● **SOURCE DATA**:
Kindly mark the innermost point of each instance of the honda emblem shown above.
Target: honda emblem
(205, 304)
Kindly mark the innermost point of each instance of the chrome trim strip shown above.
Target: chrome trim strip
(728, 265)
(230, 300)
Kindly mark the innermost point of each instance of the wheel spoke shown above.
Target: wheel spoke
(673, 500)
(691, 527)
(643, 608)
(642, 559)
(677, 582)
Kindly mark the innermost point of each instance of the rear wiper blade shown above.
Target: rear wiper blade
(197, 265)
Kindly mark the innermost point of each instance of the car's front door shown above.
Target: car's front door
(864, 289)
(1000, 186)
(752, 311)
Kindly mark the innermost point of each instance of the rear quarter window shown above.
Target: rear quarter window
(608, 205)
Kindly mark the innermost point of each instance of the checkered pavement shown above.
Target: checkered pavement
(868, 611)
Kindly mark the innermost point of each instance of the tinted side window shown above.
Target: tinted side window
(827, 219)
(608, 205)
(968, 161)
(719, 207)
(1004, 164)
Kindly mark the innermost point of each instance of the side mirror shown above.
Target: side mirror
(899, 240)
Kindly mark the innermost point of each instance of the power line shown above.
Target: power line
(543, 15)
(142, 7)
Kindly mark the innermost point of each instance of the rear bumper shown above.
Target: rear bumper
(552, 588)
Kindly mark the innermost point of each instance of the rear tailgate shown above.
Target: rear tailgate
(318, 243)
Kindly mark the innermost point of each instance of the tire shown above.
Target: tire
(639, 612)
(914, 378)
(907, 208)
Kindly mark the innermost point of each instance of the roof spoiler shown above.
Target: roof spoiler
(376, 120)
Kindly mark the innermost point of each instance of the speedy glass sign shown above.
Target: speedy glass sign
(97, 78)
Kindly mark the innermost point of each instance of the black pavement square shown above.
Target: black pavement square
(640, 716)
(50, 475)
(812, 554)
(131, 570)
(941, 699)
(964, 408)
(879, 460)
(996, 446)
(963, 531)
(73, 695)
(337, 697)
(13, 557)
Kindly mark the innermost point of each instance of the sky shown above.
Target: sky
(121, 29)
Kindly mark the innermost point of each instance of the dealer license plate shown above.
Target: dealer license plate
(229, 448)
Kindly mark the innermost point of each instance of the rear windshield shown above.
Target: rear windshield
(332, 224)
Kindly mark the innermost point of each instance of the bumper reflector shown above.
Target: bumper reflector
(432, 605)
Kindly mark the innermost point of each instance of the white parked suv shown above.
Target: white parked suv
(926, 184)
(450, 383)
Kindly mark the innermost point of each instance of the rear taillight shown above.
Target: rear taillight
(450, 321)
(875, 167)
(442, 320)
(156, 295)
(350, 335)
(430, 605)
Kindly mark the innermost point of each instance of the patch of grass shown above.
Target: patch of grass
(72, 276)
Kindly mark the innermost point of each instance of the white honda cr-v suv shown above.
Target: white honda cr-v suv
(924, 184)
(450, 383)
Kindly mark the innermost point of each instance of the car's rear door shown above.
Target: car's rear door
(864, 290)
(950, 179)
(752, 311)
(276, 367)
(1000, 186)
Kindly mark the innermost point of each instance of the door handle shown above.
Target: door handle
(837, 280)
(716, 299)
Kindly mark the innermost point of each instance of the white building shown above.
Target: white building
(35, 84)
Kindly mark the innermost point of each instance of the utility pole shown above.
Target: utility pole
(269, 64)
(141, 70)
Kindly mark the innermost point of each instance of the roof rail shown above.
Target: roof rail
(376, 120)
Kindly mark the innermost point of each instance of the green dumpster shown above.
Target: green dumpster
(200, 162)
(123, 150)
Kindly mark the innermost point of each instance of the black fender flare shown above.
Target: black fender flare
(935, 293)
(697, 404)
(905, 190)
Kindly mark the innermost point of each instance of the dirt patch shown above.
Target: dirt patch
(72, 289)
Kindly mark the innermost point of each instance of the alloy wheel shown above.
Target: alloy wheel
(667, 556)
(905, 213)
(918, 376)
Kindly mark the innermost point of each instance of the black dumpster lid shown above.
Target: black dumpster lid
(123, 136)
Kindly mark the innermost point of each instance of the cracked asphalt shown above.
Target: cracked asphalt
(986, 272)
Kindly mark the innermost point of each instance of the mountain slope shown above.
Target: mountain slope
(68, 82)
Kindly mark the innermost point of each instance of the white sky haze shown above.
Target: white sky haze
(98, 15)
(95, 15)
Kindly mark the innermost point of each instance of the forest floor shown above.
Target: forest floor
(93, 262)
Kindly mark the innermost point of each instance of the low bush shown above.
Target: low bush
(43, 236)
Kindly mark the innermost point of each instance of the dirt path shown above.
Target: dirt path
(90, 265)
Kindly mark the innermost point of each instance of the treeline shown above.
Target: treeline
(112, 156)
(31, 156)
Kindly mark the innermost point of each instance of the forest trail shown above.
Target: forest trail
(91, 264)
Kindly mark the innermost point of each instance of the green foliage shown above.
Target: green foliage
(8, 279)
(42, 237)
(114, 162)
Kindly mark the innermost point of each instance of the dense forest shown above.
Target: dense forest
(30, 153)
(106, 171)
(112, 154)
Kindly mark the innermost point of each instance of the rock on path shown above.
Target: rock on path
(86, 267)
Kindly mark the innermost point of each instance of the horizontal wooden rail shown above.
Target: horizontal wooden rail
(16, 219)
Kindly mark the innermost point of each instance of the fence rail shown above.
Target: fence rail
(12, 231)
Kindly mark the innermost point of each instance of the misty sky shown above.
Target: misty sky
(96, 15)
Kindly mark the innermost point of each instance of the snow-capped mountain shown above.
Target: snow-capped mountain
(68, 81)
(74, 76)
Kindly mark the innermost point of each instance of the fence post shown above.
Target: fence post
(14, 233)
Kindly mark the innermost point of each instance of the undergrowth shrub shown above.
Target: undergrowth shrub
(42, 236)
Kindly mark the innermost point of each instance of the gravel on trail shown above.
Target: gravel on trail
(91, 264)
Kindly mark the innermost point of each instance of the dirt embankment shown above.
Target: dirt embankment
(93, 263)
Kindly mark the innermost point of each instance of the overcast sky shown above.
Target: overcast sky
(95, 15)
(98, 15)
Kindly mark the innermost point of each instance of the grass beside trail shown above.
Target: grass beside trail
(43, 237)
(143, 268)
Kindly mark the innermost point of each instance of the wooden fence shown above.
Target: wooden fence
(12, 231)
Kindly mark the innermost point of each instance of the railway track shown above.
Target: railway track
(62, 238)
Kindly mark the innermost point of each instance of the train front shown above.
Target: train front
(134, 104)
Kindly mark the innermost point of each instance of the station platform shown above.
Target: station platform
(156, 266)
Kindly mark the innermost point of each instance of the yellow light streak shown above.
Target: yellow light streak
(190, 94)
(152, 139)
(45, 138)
--
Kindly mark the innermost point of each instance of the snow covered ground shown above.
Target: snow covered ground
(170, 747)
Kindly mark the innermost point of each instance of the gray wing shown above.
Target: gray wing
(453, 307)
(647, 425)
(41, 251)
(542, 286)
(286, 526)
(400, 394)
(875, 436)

● **WHAT TO WORK ON**:
From the records above, print only the lines between the one holding "Target: forest trail" and the one holding "shrub shown above.", inclusive, exactly as they stand.

● **FINAL ANSWER**:
Target: forest trail
(91, 264)
Kindly mark the innermost point of each instance of the green foliage shown above.
Target: green foliage
(8, 279)
(42, 237)
(114, 162)
Kindly mark the innermost point of each instance of the dense forest shown above.
Target: dense forest
(30, 153)
(106, 171)
(112, 154)
Kindly mark the innermost point of each instance of the rock on path shown above.
Target: rock on path
(86, 267)
Kindly mark the innermost point of each instance of the horizontal wooden rail shown above.
Target: horizontal wooden rail
(16, 219)
Kindly mark the innermost point of each instance of the fence rail shown above.
Target: fence rail
(12, 231)
Kindly mark the innermost point of each instance of the misty sky shown above.
Target: misty sky
(96, 15)
Kindly mark the innermost point of each instance of the snow-capped mountain shown above.
Target: snow-capped mountain
(68, 81)
(74, 76)
Kindly mark the innermost point of each instance of the fence post shown above.
Target: fence post
(14, 233)
Kindly mark the innermost point of each instance of the undergrowth shrub shown above.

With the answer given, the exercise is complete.